**Page:**
□ □ □ □ □

Buyout Undervalues Dell, Says One Large Shareholder

Apparently, Southeastern Asset Management, the largest outside shareholder of Dell, agrees with us that the buyout price of $13.65 vastly undervalues Dell's true value. For our thesis on Dell, please see yesterday's post. While we considered Dell from a free cash flow and dividend paying potential point of view, Southeast looked at it from a hidden assets point of view. Over the years, Dell have made numerious acquisitions totaling $7.58 per share. Within Dell's vast corporate structure, their must be parts that are valued by the current market place and can readily be unlocked. I suspect that is part of Silver Lake's strategy. Dell has failed to become IBM. Thus it is time to unwind the empire. The parts are surely worth more than the sum. The letter Southeastern wrote to SEC is well thought out and worth quoting at length:
Southeastern believes that straightforward, modest valuations of Dell result in per share valuations vastly in excess of the $13.65 offer price. Net cash per share after deducting structured debt within Dell Financial Services (DFS) is $3.64. Dell Financial Services has a book value of $1.72 per share. In addition, since Michael Dell resumed his role as CEO in 2007, the Company has spent $13.7 billion or $7.58 per share on acquisitions intended to transform the Company into a sustainable IT business and lessen its reliance on the PC business. During Dell’s June 2012 analyst day, Dell Chief Financial Officer Brian Gladden said that in aggregate the acquisitions to that point had delivered a 15% internal rate of return. The Company has neither taken nor discussed the need to take any write downs of these acquisitions. We therefore conservatively believe the acquisitions are worth a minimum of their cost. Taken together, these items total $12.94 per share before we even look at the other businesses.
 
The current bid therefore places a value of less than $1.00 per share on the remainder of the Company. By any objective measure, that is woefully inadequate.
 
As highlighted in an example below, the Company could have paid shareholders a substantial special dividend (close to $12.00 per share in the example below) while still retaining the ability to generate anywhere from $1.14 to $1.34 per share of free cash flow per year (same as the Company’s measure of “non-GAAP” earnings). Using the midpoint of the free cash flow range of $1.24 based on the estimates below, the Company would produce over $2.2 billion in free cash flow annually. This level of cash flow generation provides interest coverage of 4:1 based on the numbers below.

Thursday, February 7, 2013

Dell Going Private. Who are the Losers?

By now, it is old news that Dell have agreed to be taken private by private equity firm Silver Lake Partners and its founder Michael Dell. Here are some highlights from the press release.

□ □ □ □ □

**Problem set:**
A - In the records, convert the lines from the one containing "Q: Locate the ribbed" through the end of the records, both included, into a numbered list, leaving out blank lines.
B - Carry on the Dell buyout post from its final sentence.
The text and the records come from unrelated sources.

□ □ □ □ □

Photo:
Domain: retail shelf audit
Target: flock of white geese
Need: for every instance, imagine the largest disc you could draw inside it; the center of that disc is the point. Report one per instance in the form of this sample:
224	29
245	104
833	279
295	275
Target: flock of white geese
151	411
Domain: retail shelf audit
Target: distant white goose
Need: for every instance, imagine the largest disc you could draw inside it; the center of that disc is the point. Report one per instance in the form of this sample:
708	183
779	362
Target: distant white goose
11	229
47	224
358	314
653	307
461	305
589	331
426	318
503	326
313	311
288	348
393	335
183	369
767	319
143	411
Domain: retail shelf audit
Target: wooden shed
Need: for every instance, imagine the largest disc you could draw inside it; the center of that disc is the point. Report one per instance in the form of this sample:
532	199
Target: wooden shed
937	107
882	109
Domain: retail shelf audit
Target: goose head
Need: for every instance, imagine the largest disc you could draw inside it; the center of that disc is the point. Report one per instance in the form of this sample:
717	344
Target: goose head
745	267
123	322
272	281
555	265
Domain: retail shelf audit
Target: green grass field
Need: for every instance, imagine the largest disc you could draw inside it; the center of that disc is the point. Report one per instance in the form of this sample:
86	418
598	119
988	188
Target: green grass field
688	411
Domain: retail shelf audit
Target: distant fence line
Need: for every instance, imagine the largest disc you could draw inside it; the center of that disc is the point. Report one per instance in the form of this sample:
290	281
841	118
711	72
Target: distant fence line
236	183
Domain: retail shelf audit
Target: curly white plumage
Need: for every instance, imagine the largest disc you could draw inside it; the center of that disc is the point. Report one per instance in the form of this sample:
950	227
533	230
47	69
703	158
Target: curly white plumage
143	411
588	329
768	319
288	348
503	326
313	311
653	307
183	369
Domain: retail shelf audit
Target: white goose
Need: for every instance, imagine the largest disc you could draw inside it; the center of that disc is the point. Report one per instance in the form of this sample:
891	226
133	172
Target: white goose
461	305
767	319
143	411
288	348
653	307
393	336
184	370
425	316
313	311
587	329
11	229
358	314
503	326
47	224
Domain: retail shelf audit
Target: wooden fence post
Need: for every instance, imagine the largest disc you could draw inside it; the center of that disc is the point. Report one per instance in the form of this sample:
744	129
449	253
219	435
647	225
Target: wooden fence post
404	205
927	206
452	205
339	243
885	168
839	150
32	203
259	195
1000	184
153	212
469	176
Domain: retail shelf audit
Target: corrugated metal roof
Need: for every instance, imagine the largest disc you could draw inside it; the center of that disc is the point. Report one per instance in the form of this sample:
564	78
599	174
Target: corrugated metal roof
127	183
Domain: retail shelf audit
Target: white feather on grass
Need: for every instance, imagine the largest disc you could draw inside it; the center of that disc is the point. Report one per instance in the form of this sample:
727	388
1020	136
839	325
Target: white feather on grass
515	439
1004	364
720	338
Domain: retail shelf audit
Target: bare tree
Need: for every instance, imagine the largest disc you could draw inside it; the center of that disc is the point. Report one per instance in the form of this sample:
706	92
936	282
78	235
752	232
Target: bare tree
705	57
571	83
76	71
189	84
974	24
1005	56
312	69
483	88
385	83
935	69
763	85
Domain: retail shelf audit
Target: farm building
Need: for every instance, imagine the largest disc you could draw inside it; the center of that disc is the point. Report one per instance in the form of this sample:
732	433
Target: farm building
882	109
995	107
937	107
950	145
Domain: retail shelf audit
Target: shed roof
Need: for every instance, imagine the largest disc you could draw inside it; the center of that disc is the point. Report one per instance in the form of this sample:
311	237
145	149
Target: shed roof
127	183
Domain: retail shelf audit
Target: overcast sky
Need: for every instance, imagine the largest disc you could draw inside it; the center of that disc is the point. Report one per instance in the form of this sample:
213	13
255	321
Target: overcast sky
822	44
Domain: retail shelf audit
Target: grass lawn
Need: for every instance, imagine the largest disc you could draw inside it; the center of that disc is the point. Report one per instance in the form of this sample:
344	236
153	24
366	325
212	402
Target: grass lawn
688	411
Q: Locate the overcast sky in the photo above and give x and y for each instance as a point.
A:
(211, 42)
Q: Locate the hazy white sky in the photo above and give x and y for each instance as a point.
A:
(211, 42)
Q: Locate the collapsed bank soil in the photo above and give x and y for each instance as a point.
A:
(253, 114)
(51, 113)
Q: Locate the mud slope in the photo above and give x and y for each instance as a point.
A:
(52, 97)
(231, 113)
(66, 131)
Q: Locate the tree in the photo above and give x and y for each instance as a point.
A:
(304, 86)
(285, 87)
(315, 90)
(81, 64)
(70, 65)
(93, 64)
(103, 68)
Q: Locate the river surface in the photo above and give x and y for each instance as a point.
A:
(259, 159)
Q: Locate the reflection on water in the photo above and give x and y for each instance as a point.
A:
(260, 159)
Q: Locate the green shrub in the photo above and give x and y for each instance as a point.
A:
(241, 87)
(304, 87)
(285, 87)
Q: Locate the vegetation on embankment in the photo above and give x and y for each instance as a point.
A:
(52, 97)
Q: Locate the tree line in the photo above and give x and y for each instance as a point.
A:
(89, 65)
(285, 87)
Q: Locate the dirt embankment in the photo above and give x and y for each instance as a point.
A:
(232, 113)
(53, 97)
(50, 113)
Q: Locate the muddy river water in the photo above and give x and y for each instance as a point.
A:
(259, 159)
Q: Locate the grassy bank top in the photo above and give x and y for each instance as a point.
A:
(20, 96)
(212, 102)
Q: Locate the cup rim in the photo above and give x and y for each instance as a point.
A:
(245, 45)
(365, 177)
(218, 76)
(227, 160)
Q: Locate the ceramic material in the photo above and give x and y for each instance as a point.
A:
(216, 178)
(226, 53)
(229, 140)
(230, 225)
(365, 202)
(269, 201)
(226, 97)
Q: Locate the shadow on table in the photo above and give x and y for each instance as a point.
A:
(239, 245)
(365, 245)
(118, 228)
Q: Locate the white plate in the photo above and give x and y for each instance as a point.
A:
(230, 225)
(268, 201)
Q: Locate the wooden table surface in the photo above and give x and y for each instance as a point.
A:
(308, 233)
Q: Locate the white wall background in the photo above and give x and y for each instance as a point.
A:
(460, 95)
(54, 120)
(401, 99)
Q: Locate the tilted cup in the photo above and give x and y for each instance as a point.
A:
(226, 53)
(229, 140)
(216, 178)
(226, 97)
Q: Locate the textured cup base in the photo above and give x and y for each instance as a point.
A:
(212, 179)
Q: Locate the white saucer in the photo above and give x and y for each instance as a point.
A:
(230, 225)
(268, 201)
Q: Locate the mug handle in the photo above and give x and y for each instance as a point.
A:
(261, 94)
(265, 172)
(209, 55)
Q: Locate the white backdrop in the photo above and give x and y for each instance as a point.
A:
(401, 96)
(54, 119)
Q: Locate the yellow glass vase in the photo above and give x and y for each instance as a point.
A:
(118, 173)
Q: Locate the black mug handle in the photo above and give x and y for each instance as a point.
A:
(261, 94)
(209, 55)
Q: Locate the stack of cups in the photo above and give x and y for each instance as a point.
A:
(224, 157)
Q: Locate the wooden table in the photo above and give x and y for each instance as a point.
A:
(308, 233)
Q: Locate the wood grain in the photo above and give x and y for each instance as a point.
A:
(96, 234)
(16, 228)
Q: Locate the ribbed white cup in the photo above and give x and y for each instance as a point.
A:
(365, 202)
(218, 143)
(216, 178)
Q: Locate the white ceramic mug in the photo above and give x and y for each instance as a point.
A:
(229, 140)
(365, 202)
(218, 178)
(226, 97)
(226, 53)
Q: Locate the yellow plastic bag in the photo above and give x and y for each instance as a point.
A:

□ □ □ □ □

**Solved problems:**
A -
1. Q: Locate the ribbed white cup in the photo above and give x and y for each instance as a point.
2. A:
3. (365, 202)
4. (218, 143)
5. (216, 178)
6. Q: Locate the white ceramic mug in the photo above and give x and y for each instance as a point.
7. A:
8. (229, 140)
9. (365, 202)
10. (218, 178)
11. (226, 97)
12. (226, 53)
13. Q: Locate the yellow plastic bag in the photo above and give x and y for each instance as a point.
14. A:

B -
Under the terms of the agreement, Dell stockholders will receive $13.65 in cash for each share of Dell common stock they hold, in a transaction valued at approximately $24.4 billion. The price represents a premium of 25 percent over Dell’s closing share price of $10.88 on Jan. 11, 2013, the last trading day before rumors of a possible going-private transaction were first published; a premium of approximately 35 percent over Dell’s enterprise value as of Jan. 11, 2013; and a premium of approximately 37 percent over the average closing share price during the previous 90 calendar days ending Jan. 11, 2013. The buyers will acquire for cash all of the outstanding shares of Dell not held by Mr. Dell and certain other members of management.
As of Jan 31, 2013, Dell has $14.82 billion worth of cash and short term investments and $9.25 billion of short term and long term debts. At the buyout price, dell sports an enterprise value of $18.83 billion and a EV/Ebidta valuation of only 3.5, substantially similar to the valuation of HP and less than half of well run companies like IBM.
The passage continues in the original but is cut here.